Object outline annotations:
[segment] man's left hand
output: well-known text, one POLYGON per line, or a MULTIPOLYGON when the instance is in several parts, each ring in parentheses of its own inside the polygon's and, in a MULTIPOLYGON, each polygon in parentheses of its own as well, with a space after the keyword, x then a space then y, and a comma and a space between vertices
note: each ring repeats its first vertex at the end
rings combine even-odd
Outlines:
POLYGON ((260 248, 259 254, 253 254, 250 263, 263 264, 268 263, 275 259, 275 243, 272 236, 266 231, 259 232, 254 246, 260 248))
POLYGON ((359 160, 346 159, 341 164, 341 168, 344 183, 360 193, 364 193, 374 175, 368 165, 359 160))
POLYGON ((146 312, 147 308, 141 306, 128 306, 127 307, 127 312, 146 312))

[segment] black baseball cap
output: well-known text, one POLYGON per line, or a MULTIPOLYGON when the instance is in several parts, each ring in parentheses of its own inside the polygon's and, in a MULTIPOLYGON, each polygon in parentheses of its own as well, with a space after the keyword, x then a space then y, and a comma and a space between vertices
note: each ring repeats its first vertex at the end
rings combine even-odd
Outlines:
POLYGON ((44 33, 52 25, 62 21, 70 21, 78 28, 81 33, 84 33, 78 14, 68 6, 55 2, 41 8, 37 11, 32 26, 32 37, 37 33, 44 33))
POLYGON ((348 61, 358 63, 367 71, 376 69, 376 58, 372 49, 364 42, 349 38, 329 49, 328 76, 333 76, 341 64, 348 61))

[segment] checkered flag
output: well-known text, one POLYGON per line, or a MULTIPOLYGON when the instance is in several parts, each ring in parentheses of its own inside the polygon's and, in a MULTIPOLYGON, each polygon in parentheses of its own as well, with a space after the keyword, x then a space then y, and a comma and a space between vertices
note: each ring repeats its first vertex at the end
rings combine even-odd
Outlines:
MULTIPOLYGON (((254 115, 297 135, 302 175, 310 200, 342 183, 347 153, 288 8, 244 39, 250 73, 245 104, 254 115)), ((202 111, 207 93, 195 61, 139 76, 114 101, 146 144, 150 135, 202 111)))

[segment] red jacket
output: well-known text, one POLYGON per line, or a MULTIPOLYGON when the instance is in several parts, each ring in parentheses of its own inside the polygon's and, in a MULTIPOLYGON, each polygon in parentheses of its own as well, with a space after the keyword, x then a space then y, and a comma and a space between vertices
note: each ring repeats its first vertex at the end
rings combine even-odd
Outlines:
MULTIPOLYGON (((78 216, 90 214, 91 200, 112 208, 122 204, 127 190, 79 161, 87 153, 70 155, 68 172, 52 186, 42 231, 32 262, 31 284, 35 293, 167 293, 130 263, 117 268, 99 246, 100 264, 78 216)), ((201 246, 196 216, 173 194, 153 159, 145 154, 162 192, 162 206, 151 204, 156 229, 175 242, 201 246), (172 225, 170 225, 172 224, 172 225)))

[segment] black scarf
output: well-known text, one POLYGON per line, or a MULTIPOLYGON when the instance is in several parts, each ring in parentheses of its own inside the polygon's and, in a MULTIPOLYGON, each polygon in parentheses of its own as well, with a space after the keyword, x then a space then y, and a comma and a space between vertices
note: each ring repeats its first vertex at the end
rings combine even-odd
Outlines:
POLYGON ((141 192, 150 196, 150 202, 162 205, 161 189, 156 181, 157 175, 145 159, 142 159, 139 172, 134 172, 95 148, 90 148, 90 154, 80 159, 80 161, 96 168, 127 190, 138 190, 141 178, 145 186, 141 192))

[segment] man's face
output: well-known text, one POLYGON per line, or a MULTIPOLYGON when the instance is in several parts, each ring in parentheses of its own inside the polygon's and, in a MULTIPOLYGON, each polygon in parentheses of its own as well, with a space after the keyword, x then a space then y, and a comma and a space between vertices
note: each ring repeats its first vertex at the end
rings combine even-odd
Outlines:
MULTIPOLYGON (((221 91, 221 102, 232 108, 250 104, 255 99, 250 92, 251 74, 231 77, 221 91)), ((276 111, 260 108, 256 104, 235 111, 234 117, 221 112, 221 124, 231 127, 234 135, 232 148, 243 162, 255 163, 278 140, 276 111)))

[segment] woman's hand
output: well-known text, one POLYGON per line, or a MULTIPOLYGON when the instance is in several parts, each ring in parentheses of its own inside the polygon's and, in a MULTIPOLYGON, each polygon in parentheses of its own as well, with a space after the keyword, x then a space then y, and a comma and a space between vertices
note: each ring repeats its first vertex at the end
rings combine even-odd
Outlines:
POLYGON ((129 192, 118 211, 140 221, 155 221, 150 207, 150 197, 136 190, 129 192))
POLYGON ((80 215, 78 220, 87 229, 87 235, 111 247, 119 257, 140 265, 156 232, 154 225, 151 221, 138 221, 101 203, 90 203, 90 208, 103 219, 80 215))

§ EXERCISE DETAILS: Reproduce every line of the rows above word for word, with no changes.

§ RESULT OF THIS EXERCISE:
[segment] man's left hand
output: well-known text, one POLYGON per line, or a MULTIPOLYGON when the instance is in several parts, each ring in parentheses of its own inside the polygon's and, in a MULTIPOLYGON, each polygon in parentheses of its own as well, with a space after the keyword, x then a space then y, and a comma and a space between vertices
note: each ring repeats its first vertex at the end
rings combine even-odd
Outlines:
POLYGON ((260 248, 259 254, 253 254, 250 263, 263 264, 268 263, 275 259, 275 243, 272 236, 266 231, 259 232, 254 246, 260 248))
POLYGON ((359 160, 346 159, 341 164, 341 168, 344 183, 360 193, 364 193, 374 175, 368 165, 359 160))
POLYGON ((146 312, 147 308, 141 306, 128 306, 127 307, 127 312, 146 312))

[segment] black baseball cap
output: well-known text, one POLYGON per line, or a MULTIPOLYGON when the instance is in several parts, each ring in parentheses of its own inside the polygon's and, in a MULTIPOLYGON, each polygon in parentheses of its own as well, with a space after the keyword, x then a space then y, and a comma and a space between vertices
note: each ring repeats its first vertex at the end
rings combine even-odd
Outlines:
POLYGON ((44 33, 52 25, 62 21, 70 21, 78 28, 81 33, 84 33, 78 14, 68 6, 55 2, 41 8, 37 11, 32 26, 32 37, 37 33, 44 33))
POLYGON ((348 61, 358 63, 367 71, 376 69, 376 58, 372 49, 364 42, 349 38, 329 49, 328 76, 333 76, 341 64, 348 61))

[segment] checkered flag
output: well-known text, one POLYGON per line, or a MULTIPOLYGON when the instance is in several parts, each ring in parentheses of its own inside the polygon's and, in a MULTIPOLYGON, each polygon in parentheses of its own as well, with a space after the keyword, x then a space then y, and a comma and a space between vertices
note: each ring repeats its first vertex at the end
rings combine even-odd
Outlines:
MULTIPOLYGON (((254 115, 297 135, 302 175, 310 200, 342 183, 347 153, 288 8, 244 39, 250 73, 245 104, 254 115)), ((202 111, 207 93, 195 61, 139 76, 114 101, 146 144, 150 135, 202 111)))

[segment] red jacket
output: well-known text, one POLYGON per line, or a MULTIPOLYGON when the instance is in several parts, each ring in parentheses of its own inside the polygon's and, in a MULTIPOLYGON, each polygon in parentheses of its own as well, with a space after the keyword, x then a space then y, and a comma and a space between vertices
note: each ring repeats its first vertex at the end
rings combine even-odd
Outlines:
MULTIPOLYGON (((78 216, 90 214, 91 200, 112 208, 122 204, 127 190, 79 161, 87 153, 70 155, 68 172, 52 186, 42 231, 32 262, 31 284, 35 293, 167 293, 130 263, 117 268, 99 246, 100 264, 78 216)), ((201 246, 196 216, 173 194, 153 159, 145 154, 162 192, 162 206, 151 204, 156 229, 175 242, 201 246), (172 225, 170 225, 172 224, 172 225)))

[segment] black scarf
output: well-known text, one POLYGON per line, or a MULTIPOLYGON when the instance is in several parts, each ring in parentheses of its own inside the polygon's and, in a MULTIPOLYGON, each polygon in parentheses of its own as well, with a space after the keyword, x then a space then y, and a comma and a space between vertices
note: each ring repeats its first vertex at the end
rings combine even-odd
Outlines:
POLYGON ((141 192, 150 196, 150 202, 162 205, 161 189, 156 181, 157 175, 145 159, 142 159, 139 172, 134 172, 95 148, 90 148, 90 154, 80 159, 80 161, 96 168, 127 190, 138 190, 141 178, 145 186, 141 192))

[segment] man's face
output: well-known text, one POLYGON per line, or a MULTIPOLYGON when the instance is in several parts, each ring in parentheses of its own inside the polygon's and, in a MULTIPOLYGON, each polygon in parentheses of its own as well, with a space after the keyword, x then a space then y, and a comma and a space between vertices
note: each ring repeats its first vertex at the end
rings combine even-odd
Outlines:
MULTIPOLYGON (((221 91, 221 102, 232 108, 250 104, 255 99, 250 92, 251 74, 231 77, 221 91)), ((276 111, 260 108, 256 104, 235 111, 234 117, 221 112, 221 124, 231 127, 234 135, 232 148, 243 162, 255 163, 278 140, 276 111)))

[segment] woman's hand
output: well-known text, one POLYGON per line, or a MULTIPOLYGON when the instance is in several parts, each ring in parentheses of its own inside the polygon's and, in a MULTIPOLYGON, each polygon in parentheses of its own as well, with a space after the keyword, x then a space then y, and a comma and a space between vertices
note: each ring repeats its first vertex at the end
rings combine even-odd
Outlines:
POLYGON ((129 192, 118 211, 140 221, 155 221, 150 207, 150 197, 136 190, 129 192))
POLYGON ((80 215, 78 220, 87 229, 87 235, 111 247, 119 257, 140 265, 156 232, 154 225, 151 221, 138 221, 101 203, 90 203, 90 208, 103 219, 80 215))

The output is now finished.